- **Records for this task**:
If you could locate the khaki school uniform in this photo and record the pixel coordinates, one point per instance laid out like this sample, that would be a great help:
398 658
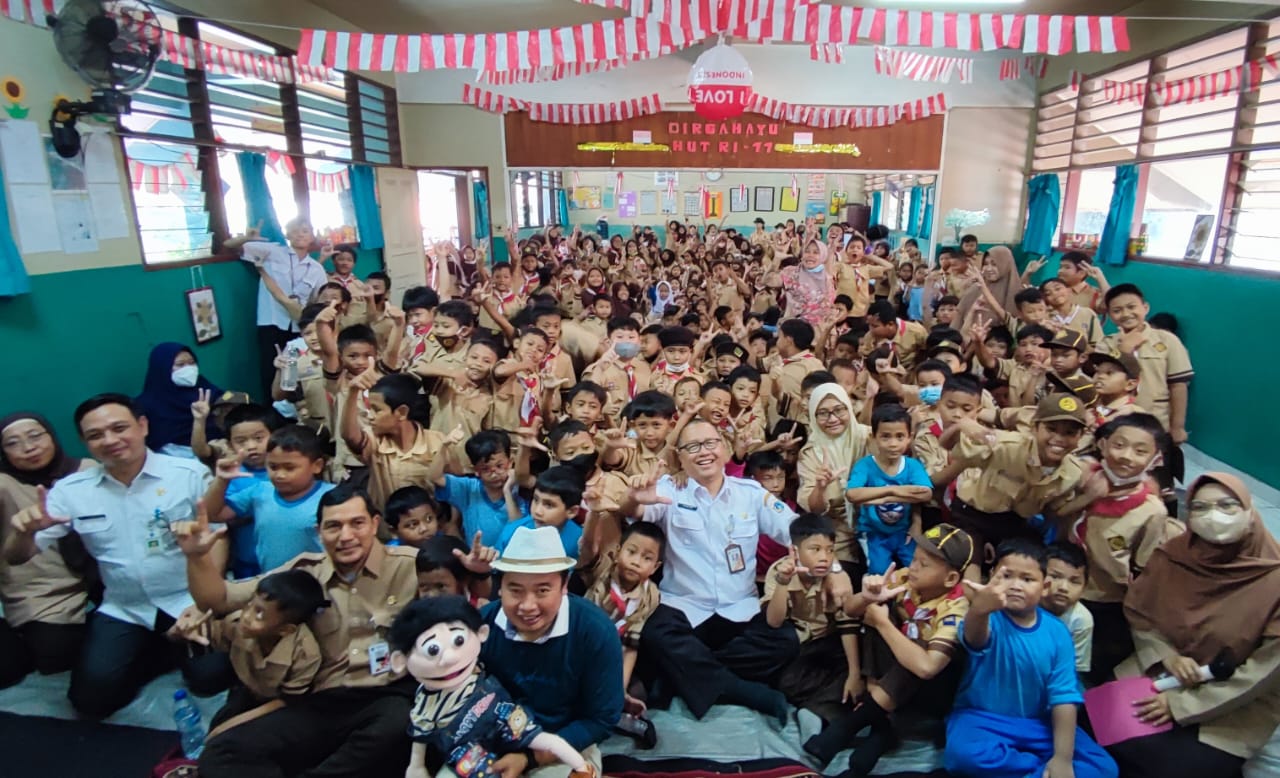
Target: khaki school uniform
1008 475
360 614
287 669
621 380
41 589
1120 547
1162 360
787 376
392 467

- **To do**: Pictures are to be excluded; the records themselves are to be reproduced exactly.

- **Task output**:
If you could locate the khaki school uniform in this photo and record the pixel coordinates, one point per instance laid out like this sample, that would be a great help:
398 658
Target: khaki school uniform
1008 475
360 614
287 669
621 380
41 589
1120 547
1162 360
787 376
392 467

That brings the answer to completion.